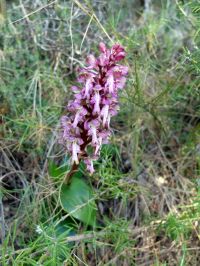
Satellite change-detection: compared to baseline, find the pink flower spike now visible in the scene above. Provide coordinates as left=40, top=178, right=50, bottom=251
left=106, top=75, right=115, bottom=93
left=59, top=43, right=128, bottom=174
left=101, top=105, right=109, bottom=126
left=86, top=54, right=97, bottom=67
left=92, top=91, right=101, bottom=114
left=84, top=159, right=94, bottom=175
left=72, top=142, right=80, bottom=164
left=99, top=42, right=107, bottom=53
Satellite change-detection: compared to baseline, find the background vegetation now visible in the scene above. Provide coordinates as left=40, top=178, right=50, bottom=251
left=0, top=0, right=200, bottom=266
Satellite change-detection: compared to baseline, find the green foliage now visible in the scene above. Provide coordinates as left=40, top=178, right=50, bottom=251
left=60, top=176, right=96, bottom=226
left=0, top=0, right=200, bottom=266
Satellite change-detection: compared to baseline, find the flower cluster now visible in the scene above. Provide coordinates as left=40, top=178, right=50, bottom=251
left=61, top=43, right=128, bottom=173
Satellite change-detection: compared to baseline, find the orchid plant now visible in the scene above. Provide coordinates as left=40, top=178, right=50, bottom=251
left=60, top=43, right=128, bottom=179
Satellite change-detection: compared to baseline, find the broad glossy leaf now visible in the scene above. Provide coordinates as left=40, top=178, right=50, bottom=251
left=48, top=161, right=70, bottom=178
left=60, top=177, right=96, bottom=226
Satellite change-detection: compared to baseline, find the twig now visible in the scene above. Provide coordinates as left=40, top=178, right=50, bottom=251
left=10, top=0, right=57, bottom=24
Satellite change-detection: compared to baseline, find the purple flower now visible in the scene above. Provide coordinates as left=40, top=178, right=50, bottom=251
left=60, top=43, right=128, bottom=174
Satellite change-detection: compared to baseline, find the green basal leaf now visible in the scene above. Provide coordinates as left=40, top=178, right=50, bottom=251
left=48, top=158, right=70, bottom=178
left=60, top=176, right=96, bottom=226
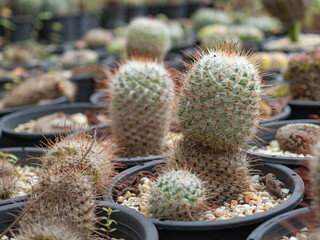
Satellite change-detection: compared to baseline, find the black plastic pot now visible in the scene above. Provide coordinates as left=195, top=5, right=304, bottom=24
left=0, top=147, right=43, bottom=206
left=260, top=105, right=291, bottom=124
left=0, top=15, right=35, bottom=42
left=0, top=103, right=97, bottom=147
left=0, top=201, right=159, bottom=240
left=248, top=119, right=319, bottom=168
left=105, top=161, right=304, bottom=240
left=289, top=100, right=320, bottom=119
left=126, top=5, right=147, bottom=22
left=0, top=96, right=69, bottom=117
left=40, top=14, right=79, bottom=41
left=247, top=208, right=312, bottom=240
left=101, top=5, right=127, bottom=29
left=69, top=73, right=95, bottom=102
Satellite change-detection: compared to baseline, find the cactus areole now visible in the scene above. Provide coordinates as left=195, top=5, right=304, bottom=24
left=178, top=43, right=261, bottom=150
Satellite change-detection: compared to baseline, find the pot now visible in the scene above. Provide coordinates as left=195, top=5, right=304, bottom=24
left=104, top=161, right=304, bottom=240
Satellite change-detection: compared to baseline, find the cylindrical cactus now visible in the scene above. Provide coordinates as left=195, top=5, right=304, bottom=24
left=169, top=44, right=262, bottom=204
left=284, top=49, right=320, bottom=101
left=126, top=18, right=171, bottom=60
left=263, top=0, right=309, bottom=42
left=109, top=60, right=174, bottom=157
left=276, top=123, right=320, bottom=154
left=147, top=169, right=206, bottom=221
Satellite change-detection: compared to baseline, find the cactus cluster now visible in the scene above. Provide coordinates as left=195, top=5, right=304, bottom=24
left=0, top=73, right=75, bottom=108
left=263, top=0, right=310, bottom=42
left=192, top=8, right=232, bottom=30
left=126, top=17, right=171, bottom=60
left=276, top=123, right=320, bottom=154
left=169, top=44, right=262, bottom=204
left=109, top=59, right=174, bottom=157
left=147, top=169, right=206, bottom=221
left=284, top=49, right=320, bottom=101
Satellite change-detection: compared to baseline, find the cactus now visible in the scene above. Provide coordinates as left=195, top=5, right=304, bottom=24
left=147, top=169, right=206, bottom=221
left=192, top=8, right=232, bottom=31
left=109, top=59, right=174, bottom=157
left=41, top=129, right=120, bottom=194
left=169, top=43, right=262, bottom=204
left=60, top=49, right=98, bottom=68
left=284, top=49, right=320, bottom=101
left=263, top=0, right=309, bottom=42
left=276, top=123, right=320, bottom=154
left=0, top=73, right=75, bottom=108
left=126, top=18, right=171, bottom=60
left=83, top=28, right=113, bottom=48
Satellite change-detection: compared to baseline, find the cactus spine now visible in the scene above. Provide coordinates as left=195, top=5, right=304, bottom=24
left=126, top=18, right=171, bottom=60
left=148, top=169, right=206, bottom=221
left=109, top=59, right=174, bottom=157
left=170, top=43, right=261, bottom=204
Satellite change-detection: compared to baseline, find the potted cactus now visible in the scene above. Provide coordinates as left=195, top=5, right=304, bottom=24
left=105, top=43, right=303, bottom=239
left=284, top=50, right=320, bottom=119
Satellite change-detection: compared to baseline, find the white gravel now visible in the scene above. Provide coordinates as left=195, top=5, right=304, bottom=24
left=250, top=140, right=312, bottom=158
left=117, top=175, right=290, bottom=221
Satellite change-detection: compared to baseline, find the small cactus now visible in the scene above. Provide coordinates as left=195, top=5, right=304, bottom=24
left=284, top=50, right=320, bottom=101
left=109, top=59, right=174, bottom=157
left=192, top=8, right=232, bottom=31
left=0, top=73, right=75, bottom=108
left=276, top=123, right=320, bottom=154
left=126, top=18, right=171, bottom=60
left=147, top=169, right=206, bottom=221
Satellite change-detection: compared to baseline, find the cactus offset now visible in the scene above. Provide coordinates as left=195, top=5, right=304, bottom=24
left=276, top=123, right=320, bottom=154
left=285, top=50, right=320, bottom=101
left=147, top=169, right=206, bottom=221
left=109, top=60, right=174, bottom=157
left=126, top=18, right=171, bottom=60
left=0, top=73, right=75, bottom=108
left=169, top=43, right=262, bottom=204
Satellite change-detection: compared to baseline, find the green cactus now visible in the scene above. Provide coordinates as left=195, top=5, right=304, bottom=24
left=109, top=59, right=174, bottom=157
left=178, top=45, right=261, bottom=149
left=263, top=0, right=309, bottom=42
left=192, top=8, right=232, bottom=31
left=147, top=169, right=206, bottom=221
left=284, top=49, right=320, bottom=101
left=169, top=41, right=262, bottom=204
left=276, top=123, right=320, bottom=154
left=126, top=18, right=171, bottom=60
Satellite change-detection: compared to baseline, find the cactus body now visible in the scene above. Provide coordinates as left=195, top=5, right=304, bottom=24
left=276, top=123, right=320, bottom=154
left=109, top=60, right=174, bottom=157
left=148, top=170, right=205, bottom=221
left=126, top=18, right=171, bottom=60
left=178, top=46, right=261, bottom=149
left=0, top=73, right=75, bottom=108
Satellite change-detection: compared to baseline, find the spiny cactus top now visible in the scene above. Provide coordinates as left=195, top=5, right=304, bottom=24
left=109, top=59, right=174, bottom=157
left=178, top=44, right=261, bottom=150
left=126, top=18, right=171, bottom=60
left=148, top=169, right=205, bottom=221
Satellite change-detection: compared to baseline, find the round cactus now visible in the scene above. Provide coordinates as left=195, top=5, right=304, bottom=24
left=147, top=170, right=206, bottom=221
left=193, top=8, right=232, bottom=30
left=284, top=49, right=320, bottom=101
left=276, top=123, right=320, bottom=154
left=126, top=18, right=171, bottom=60
left=109, top=60, right=174, bottom=157
left=178, top=41, right=261, bottom=150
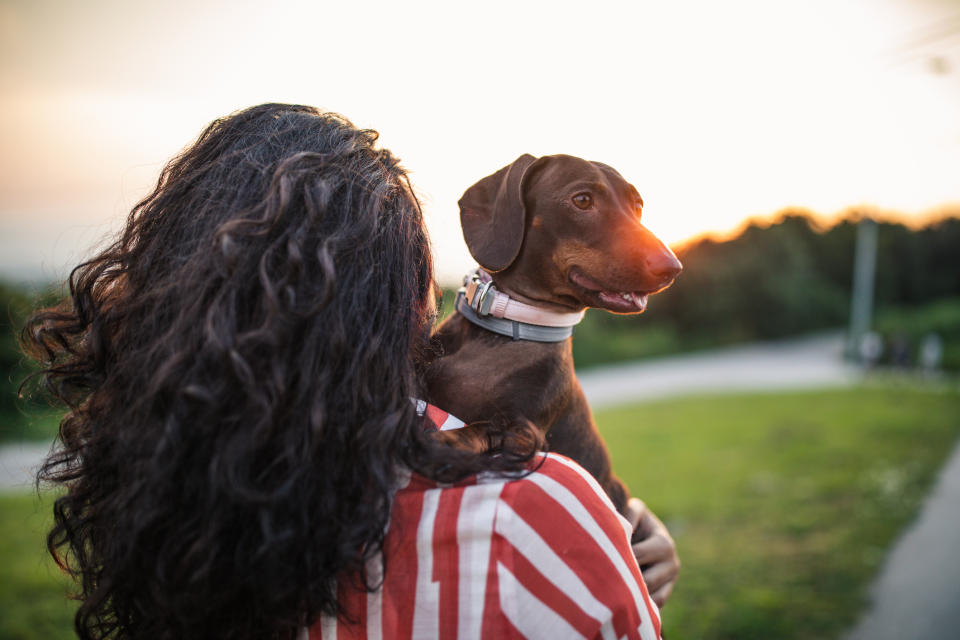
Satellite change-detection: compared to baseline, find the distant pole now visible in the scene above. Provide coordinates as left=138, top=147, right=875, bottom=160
left=847, top=218, right=877, bottom=360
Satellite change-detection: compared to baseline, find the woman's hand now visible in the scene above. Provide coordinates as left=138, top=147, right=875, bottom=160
left=627, top=498, right=680, bottom=607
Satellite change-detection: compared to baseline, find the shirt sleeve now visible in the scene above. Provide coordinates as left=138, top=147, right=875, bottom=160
left=490, top=454, right=660, bottom=640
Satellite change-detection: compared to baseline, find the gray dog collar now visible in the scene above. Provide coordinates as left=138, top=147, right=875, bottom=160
left=457, top=289, right=573, bottom=342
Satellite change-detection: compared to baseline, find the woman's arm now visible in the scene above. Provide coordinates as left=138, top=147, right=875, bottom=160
left=627, top=498, right=680, bottom=608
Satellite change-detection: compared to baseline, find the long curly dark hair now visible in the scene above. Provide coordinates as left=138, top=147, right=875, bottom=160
left=21, top=104, right=539, bottom=639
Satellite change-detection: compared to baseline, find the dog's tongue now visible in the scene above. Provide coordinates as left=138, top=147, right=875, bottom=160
left=598, top=291, right=647, bottom=313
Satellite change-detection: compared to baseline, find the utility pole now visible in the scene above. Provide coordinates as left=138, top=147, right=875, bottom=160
left=847, top=218, right=877, bottom=360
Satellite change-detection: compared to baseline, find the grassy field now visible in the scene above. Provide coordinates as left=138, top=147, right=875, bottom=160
left=0, top=493, right=74, bottom=640
left=0, top=387, right=960, bottom=640
left=597, top=388, right=960, bottom=640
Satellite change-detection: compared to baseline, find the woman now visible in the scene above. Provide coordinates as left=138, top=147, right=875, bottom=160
left=24, top=104, right=677, bottom=638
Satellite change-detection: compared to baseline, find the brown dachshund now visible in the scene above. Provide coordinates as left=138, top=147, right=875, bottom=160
left=426, top=155, right=682, bottom=513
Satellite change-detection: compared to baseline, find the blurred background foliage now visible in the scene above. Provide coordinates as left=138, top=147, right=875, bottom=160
left=9, top=211, right=960, bottom=442
left=0, top=211, right=960, bottom=639
left=444, top=210, right=960, bottom=370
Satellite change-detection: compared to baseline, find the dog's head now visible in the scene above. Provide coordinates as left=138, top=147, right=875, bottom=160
left=459, top=155, right=682, bottom=313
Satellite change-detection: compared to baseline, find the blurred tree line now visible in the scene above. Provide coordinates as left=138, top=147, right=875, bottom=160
left=0, top=211, right=960, bottom=441
left=573, top=211, right=960, bottom=367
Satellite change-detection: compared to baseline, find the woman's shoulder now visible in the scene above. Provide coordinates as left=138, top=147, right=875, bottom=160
left=402, top=453, right=631, bottom=538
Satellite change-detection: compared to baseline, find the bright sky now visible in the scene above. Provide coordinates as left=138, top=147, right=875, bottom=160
left=0, top=0, right=960, bottom=282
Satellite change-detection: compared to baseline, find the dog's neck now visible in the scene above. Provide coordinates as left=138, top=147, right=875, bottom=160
left=457, top=268, right=585, bottom=342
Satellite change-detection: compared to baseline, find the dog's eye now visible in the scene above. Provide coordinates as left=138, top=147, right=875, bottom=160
left=572, top=193, right=593, bottom=210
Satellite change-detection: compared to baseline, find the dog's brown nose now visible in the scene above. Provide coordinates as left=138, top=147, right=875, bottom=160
left=647, top=249, right=683, bottom=287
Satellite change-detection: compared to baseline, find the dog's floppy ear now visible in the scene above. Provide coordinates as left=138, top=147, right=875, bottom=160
left=458, top=153, right=536, bottom=272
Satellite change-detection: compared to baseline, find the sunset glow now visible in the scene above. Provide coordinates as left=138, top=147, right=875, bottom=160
left=0, top=0, right=960, bottom=281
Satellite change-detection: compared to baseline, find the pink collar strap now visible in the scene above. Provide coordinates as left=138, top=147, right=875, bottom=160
left=463, top=268, right=586, bottom=328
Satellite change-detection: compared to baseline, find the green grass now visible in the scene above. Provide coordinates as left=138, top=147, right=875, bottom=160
left=597, top=388, right=960, bottom=640
left=0, top=387, right=960, bottom=640
left=0, top=493, right=75, bottom=640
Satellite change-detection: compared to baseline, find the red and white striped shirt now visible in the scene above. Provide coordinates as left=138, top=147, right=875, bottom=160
left=304, top=414, right=660, bottom=640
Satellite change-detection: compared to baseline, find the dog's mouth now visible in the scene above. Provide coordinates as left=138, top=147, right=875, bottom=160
left=567, top=267, right=650, bottom=313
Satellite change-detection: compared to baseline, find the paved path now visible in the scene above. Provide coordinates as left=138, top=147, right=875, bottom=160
left=0, top=332, right=859, bottom=491
left=579, top=332, right=862, bottom=409
left=847, top=444, right=960, bottom=640
left=0, top=333, right=960, bottom=640
left=0, top=442, right=50, bottom=491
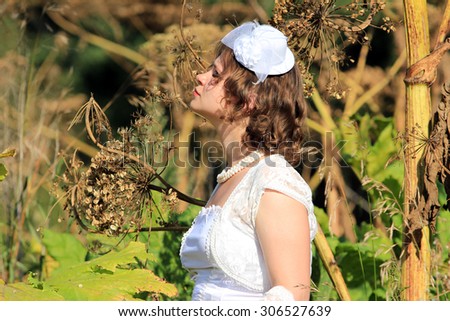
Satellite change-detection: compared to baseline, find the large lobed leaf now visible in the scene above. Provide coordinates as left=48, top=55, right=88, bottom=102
left=0, top=242, right=177, bottom=301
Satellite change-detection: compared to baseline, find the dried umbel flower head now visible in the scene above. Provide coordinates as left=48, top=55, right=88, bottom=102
left=270, top=0, right=393, bottom=98
left=72, top=140, right=152, bottom=234
left=62, top=97, right=171, bottom=234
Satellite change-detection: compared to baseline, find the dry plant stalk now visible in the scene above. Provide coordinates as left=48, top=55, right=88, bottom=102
left=270, top=0, right=395, bottom=99
left=62, top=97, right=204, bottom=235
left=401, top=0, right=431, bottom=300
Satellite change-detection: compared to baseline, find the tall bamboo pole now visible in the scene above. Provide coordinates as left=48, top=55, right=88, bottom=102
left=401, top=0, right=431, bottom=300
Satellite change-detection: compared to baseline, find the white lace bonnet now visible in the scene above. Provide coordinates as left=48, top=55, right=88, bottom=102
left=222, top=21, right=295, bottom=84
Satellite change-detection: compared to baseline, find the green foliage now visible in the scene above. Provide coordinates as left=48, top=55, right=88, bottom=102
left=0, top=233, right=177, bottom=301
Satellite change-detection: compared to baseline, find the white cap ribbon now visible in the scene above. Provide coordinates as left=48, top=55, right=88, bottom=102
left=222, top=22, right=295, bottom=84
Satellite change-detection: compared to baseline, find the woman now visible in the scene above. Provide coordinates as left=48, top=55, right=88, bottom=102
left=180, top=22, right=317, bottom=300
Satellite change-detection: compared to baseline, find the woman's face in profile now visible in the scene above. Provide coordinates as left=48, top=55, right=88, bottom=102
left=190, top=57, right=225, bottom=124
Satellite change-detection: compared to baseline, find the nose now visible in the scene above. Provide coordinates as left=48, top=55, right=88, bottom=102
left=195, top=71, right=208, bottom=86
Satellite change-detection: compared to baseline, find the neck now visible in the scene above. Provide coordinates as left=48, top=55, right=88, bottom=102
left=216, top=121, right=248, bottom=166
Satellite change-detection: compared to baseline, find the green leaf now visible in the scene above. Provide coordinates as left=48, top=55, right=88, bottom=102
left=47, top=269, right=177, bottom=301
left=46, top=242, right=177, bottom=300
left=42, top=230, right=87, bottom=267
left=0, top=279, right=64, bottom=301
left=0, top=164, right=8, bottom=182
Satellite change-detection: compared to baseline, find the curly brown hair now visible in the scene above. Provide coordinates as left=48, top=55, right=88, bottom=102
left=216, top=43, right=307, bottom=165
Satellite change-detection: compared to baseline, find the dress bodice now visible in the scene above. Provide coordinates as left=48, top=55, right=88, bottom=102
left=180, top=155, right=317, bottom=300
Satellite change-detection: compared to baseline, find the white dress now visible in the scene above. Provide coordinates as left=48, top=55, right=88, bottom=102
left=180, top=155, right=317, bottom=301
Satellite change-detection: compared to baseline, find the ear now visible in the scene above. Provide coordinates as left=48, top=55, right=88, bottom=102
left=245, top=93, right=256, bottom=113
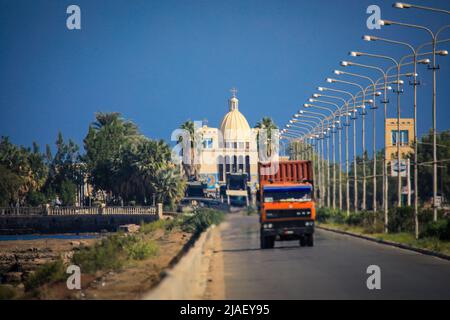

——————

> To do: Repeat the data above, everything from the line containing "the white gravel" down to the line containing "left=117, top=175, right=290, bottom=221", both of those lines included.

> Output of the exercise:
Satellite change-detection: compared to baseline, find the white gravel now visible in the scene above. Provide coordinates as left=195, top=5, right=304, bottom=24
left=250, top=140, right=312, bottom=158
left=117, top=175, right=290, bottom=221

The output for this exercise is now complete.